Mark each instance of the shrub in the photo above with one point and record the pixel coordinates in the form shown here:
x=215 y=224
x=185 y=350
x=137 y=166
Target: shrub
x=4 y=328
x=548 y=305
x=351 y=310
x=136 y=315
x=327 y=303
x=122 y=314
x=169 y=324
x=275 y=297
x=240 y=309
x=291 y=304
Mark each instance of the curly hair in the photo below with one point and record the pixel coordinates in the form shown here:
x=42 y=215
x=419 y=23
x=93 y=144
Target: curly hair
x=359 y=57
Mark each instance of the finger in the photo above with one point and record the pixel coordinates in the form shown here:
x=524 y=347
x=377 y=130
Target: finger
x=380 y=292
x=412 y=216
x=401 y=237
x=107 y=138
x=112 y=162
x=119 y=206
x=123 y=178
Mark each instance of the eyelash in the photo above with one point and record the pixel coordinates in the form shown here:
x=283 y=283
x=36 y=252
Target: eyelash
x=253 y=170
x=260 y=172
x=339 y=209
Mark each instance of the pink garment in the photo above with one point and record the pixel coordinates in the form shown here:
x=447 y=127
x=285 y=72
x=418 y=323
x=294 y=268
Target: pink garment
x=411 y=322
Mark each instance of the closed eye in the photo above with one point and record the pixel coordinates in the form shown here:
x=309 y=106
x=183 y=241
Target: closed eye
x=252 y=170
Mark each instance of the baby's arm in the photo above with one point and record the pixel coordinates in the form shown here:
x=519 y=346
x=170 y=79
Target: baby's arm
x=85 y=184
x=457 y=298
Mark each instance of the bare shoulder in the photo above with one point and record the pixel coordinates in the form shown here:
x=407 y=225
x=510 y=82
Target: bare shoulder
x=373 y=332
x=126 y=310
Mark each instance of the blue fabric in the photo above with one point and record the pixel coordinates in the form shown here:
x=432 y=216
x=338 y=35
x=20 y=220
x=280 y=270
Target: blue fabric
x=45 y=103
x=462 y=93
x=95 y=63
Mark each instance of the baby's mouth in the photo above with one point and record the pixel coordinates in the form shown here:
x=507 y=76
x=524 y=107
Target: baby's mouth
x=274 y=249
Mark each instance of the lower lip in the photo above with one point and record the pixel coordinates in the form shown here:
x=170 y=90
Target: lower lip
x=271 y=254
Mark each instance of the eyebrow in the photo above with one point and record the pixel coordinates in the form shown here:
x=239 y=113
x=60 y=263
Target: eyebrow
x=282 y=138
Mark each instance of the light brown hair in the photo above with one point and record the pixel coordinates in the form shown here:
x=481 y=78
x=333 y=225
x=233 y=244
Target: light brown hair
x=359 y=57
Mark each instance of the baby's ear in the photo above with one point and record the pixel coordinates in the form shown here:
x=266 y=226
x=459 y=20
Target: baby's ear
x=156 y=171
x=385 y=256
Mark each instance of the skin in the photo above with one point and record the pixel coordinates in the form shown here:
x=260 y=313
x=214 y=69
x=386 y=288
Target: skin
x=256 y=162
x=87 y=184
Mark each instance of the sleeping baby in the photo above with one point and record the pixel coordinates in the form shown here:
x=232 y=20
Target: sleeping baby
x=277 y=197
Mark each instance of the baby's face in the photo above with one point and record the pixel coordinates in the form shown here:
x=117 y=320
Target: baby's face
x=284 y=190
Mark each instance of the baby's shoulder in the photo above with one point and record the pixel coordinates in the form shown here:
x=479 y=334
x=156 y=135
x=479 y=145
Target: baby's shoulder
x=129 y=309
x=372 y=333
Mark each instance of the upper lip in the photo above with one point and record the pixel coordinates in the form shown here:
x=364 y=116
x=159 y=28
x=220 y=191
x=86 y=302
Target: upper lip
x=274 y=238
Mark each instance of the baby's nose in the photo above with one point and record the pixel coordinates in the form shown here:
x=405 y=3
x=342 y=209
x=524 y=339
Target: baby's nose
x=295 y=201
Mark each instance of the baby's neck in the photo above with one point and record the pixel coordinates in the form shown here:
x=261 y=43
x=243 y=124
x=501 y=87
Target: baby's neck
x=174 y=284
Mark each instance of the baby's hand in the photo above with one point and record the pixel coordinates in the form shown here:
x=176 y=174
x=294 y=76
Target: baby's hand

================

Copy all of the records above verbatim, line for line, with no changes.

Mark each instance of the shrub in the photo above with one point and record the pixel coordinates in the form shown here:
x=215 y=224
x=185 y=350
x=137 y=166
Target: shrub
x=4 y=328
x=548 y=305
x=351 y=310
x=136 y=315
x=327 y=303
x=122 y=314
x=169 y=324
x=275 y=297
x=240 y=309
x=291 y=304
Mark each instance of the curly hair in the photo below with one point and record the pixel coordinates in the form shown here:
x=42 y=215
x=419 y=23
x=93 y=144
Target: curly hair
x=359 y=57
Mark each instance of the finger in the photo above with one point and record the pixel coordinates in the form shown here:
x=524 y=347
x=377 y=130
Target: finger
x=380 y=292
x=412 y=216
x=401 y=237
x=107 y=138
x=112 y=162
x=119 y=206
x=123 y=178
Mark each instance of the eyelash in the photo above with one point and record the pixel coordinates in the form shown here:
x=283 y=283
x=36 y=252
Target: eyelash
x=253 y=170
x=260 y=172
x=339 y=209
Mark each instance of the pink garment in the photo above with one point and record the pixel coordinates in the form shown here:
x=447 y=127
x=285 y=72
x=418 y=323
x=294 y=268
Target: pink garment
x=411 y=322
Mark each instance of the closed eye in the photo above with one point and record the pixel coordinates in the form shown here:
x=309 y=106
x=183 y=241
Target: closed eye
x=252 y=170
Mark each instance of the baby's arm in the photo above with one point and record the pixel coordinates in the form shown here:
x=519 y=346
x=170 y=79
Target: baby's arm
x=85 y=184
x=457 y=298
Mark each instance of the bare shoulder in the photo above with one point and record the pixel coordinates in the form shown here:
x=407 y=225
x=510 y=82
Target: bare shoulder
x=373 y=332
x=126 y=310
Mark each instance of the blue fabric in the photo above with one point and record the pixel coordinates in the form shown here:
x=432 y=216
x=338 y=35
x=20 y=220
x=280 y=270
Target: blue fabric
x=45 y=103
x=462 y=93
x=95 y=63
Mark each instance of the baby's mouth in the photo above with one point and record the pixel coordinates in the form shown here:
x=507 y=76
x=524 y=107
Target: baby's mouth
x=274 y=249
Mark each instance of the lower lip in the photo above with one point and record the pixel coordinates in the form shown here:
x=170 y=90
Target: lower lip
x=271 y=254
Mark each instance of the eyebrow in the photo above with one point and record the pixel coordinates in the form shown here:
x=239 y=113
x=60 y=263
Target: eyebrow
x=282 y=138
Mark each instance of the light brown hair in the photo above with one point and record the pixel coordinates in the form shown here:
x=481 y=78
x=333 y=225
x=233 y=244
Target: light brown hair
x=359 y=57
Mark each instance of the baby's ear in the photo above with one point and record the pixel coordinates in the form shown here:
x=266 y=226
x=459 y=20
Target: baby's ear
x=156 y=171
x=385 y=256
Mark each instance of the skin in the photo above with one point and record the pixel coordinates in the form shown here:
x=260 y=313
x=214 y=69
x=386 y=288
Target: skin
x=256 y=162
x=87 y=184
Mark each instance of the sleeping baby in the photo above with one point and record the pixel coordinates in the form shown here:
x=232 y=20
Target: sleeping baby
x=277 y=197
Mark each instance of the baby's face in the photo above with one point and record the pixel coordinates in the form shown here:
x=117 y=320
Target: baby's face
x=284 y=190
Mark each instance of the baby's shoulder in the photo above with one point and record the pixel coordinates in the form shown here:
x=479 y=334
x=156 y=135
x=479 y=145
Target: baby's shoulder
x=129 y=309
x=372 y=333
Mark each instance of the upper lip in the photo above with one point and record the pixel coordinates in the form shown here:
x=364 y=116
x=159 y=28
x=220 y=191
x=86 y=302
Target: upper lip
x=274 y=238
Mark each instance of the baby's nose in the photo above with one point and record the pixel coordinates in the form shown here:
x=405 y=3
x=342 y=209
x=524 y=339
Target: baby's nose
x=295 y=201
Mark each instance of the baby's neck in the photo above with one point and record the pixel coordinates in the form shown here:
x=261 y=43
x=243 y=124
x=501 y=87
Target: baby's neck
x=174 y=284
Mark each instance of the baby's hand in the photo above with one point and record the pixel coordinates in the form shown here:
x=176 y=174
x=294 y=76
Target: baby's hand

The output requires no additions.